▸ **Task prompt**:
In the piece on medical loss ratios, reproduce the passage that begins at the words "These programs are" and stops after "down the MLR.", switching "costly" to "expensive".

Fixing health reform – Part Two, Medical Loss Ratios

A couple weeks ago I started what was going to be a discussion of how we should ‘fix’ health reform that was intended to run on consecutive days – only to have that sidetracked by goings-on in the health, political, and financial worlds that pushed reform to my back burner.
Let’s get back to reform.
First, the easy part. There’s no question Congress has to address the 1099 issue – the requirement that all businesses have to inform the IRS when they pay anyone more than $600 over a year. As a small business person myself, I have zero time to send out 1099s to my cell phone, internet access, web hosting, legal, accounting, admin support and other suppliers. No brainer.
Here’s a much harder one. Medical loss ratios (MLR).
For politically-obvious reasons, the Senate included requirements that health insurers spend a set percentage of their premiums on actual medical costs and quality improvement activities; at least 80% for individual/small group policies and 85% for larger group coverage. If an insurer’s admin expense (all costs EXCEPT medical costs are higher than 20%/15%, policyholders get a refund/rebate of the ‘extra’.
The rebate requirement kicks in on January 1, 2011; insurers are already scrambling to figure out how to identify, aggregate, and report costs; lobbying HHS and the National Association of Insurance Commissioners to consider medical management and prevention expenses part of the medical cost category; and crunching numbers to figure out what their medical costs will be in 2011, and based on that, what premiums they can charge.
The MLR requirement is going to require health plan execs to spend an inordinate amount of time and energy figuring out what costs go where and how they need to report those costs to HHS. If they screw up and their medical costs and quality improvement expenses are below the threshold, they have to pay a penalty.
While one can make a rather superficial argument that this is all to the good as it improves transparency, I’m hard pressed to understand how this ultimately benefits anyone.
Health plans that do a great job managing chronic conditions may well be ‘penalized’ for that success. Plans that contract with providers who deliver excellent preventive care, ensure expectant moms take their vitamins and don’t smoke, and get their tubby patients to drop a few pounds may find they are cutting checks come MLR audit time. Payers channeling patients to hospitals with low infection rates and few re-admissions will be in the same situation, as would those that carefully monitored potential diabetics’ health status and clinical signs.
These programs are costly, many have unproven benefits and/or won’t pay off for some years, and therefore the cost of the programs today (if they don’t qualify as ‘quality improvement’) will add to expenses, driving down the MLR.
While I‘m not a believer in the infinite wisdom of the free market, I do know that the health plans that deliver lower costs – over time – will have a major competitive advantage over their less-capable competitors. While insurers and providers need very, very close watching when it comes to risk selection, rescission, underwriting, and care authorization, we don’t need to waste their time – and ours – worrying about their MLR.

▸ **Data extract**:
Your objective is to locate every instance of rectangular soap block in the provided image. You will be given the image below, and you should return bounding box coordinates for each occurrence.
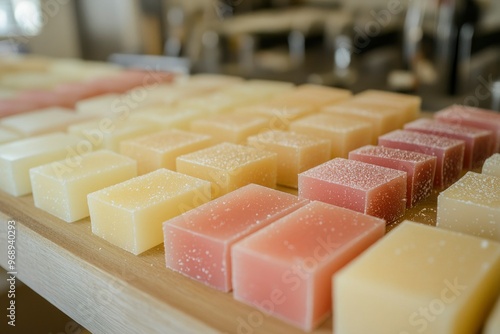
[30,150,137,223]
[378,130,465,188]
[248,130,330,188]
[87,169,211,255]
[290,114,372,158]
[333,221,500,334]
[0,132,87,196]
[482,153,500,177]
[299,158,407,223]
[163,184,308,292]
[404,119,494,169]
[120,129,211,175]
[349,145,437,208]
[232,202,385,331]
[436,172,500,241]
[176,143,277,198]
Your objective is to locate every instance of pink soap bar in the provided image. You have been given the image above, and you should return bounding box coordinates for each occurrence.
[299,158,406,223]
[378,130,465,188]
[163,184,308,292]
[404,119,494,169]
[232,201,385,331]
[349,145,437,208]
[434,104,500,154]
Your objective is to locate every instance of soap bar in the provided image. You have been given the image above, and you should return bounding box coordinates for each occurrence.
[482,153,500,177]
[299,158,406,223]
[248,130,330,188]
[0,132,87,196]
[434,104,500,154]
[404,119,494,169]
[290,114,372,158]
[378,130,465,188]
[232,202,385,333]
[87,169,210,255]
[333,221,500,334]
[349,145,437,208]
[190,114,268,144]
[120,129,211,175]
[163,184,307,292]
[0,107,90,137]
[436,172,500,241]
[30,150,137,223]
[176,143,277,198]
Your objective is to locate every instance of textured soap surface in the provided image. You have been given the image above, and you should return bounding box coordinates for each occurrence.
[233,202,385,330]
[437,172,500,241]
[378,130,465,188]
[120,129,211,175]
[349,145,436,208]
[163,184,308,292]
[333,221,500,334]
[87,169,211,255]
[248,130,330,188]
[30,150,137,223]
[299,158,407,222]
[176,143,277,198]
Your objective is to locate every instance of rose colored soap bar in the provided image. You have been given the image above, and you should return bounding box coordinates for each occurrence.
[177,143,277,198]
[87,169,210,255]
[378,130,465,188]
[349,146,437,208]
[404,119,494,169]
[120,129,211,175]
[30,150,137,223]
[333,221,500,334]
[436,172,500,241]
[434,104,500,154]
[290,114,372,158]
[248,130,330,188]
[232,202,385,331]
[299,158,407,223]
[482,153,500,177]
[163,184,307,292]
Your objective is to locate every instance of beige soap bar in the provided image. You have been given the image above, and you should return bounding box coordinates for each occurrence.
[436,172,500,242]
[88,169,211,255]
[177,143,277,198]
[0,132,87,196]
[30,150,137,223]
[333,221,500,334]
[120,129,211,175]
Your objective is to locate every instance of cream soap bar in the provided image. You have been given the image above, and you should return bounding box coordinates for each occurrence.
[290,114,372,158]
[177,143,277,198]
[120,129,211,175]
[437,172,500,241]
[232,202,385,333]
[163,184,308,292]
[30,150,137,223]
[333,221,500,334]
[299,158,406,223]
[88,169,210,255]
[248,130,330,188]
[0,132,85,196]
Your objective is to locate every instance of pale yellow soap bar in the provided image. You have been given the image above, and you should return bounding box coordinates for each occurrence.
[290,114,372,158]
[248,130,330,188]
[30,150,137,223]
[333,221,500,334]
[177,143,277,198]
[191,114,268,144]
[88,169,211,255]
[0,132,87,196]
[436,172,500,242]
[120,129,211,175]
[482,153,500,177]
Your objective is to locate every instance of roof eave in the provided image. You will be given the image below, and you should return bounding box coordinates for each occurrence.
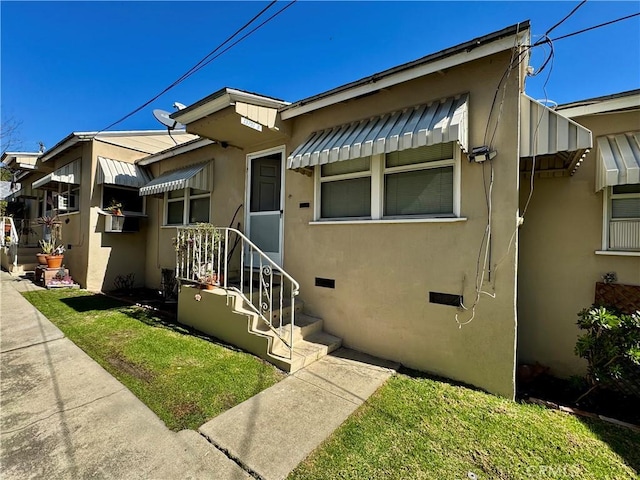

▸ **Result for this task**:
These programs are expensive, many have unproven benefits and/or won’t pay off for some years, and therefore the cost of the programs today (if they don’t qualify as ‘quality improvement’) will add to expenses, driving down the MLR.